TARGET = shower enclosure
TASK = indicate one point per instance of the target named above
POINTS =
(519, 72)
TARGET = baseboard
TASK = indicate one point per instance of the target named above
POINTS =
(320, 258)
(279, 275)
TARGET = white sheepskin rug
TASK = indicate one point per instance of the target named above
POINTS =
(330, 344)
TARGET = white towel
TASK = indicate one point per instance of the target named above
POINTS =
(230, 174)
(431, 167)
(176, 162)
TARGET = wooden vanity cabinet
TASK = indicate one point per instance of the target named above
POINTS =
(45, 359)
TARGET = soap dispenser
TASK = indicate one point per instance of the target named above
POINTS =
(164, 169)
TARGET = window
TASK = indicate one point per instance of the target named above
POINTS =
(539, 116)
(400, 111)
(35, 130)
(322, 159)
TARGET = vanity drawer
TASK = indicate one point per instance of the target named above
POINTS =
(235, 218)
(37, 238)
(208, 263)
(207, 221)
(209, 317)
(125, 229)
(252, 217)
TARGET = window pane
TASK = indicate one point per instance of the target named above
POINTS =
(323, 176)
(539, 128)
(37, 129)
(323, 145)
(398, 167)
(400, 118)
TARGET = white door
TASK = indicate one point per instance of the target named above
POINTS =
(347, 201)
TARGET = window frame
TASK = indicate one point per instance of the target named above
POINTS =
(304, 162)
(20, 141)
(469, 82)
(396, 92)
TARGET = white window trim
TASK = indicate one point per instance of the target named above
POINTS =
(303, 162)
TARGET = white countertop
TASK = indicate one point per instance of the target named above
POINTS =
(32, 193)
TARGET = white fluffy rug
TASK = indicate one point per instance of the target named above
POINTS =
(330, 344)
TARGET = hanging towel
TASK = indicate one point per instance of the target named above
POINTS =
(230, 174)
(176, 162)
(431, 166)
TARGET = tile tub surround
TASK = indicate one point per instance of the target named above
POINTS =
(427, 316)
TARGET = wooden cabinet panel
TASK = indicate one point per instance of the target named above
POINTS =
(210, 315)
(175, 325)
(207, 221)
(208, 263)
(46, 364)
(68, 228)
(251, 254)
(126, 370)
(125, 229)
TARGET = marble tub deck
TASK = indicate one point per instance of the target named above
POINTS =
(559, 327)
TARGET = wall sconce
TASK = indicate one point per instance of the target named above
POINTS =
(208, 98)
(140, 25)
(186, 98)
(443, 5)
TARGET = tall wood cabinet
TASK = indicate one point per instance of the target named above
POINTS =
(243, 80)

============

■ Work order:
Look through the entries. Copy out each line with "window" in it.

■ Task result:
TARGET = window
TARGET = window pane
TARGET = window frame
TARGET = white window trim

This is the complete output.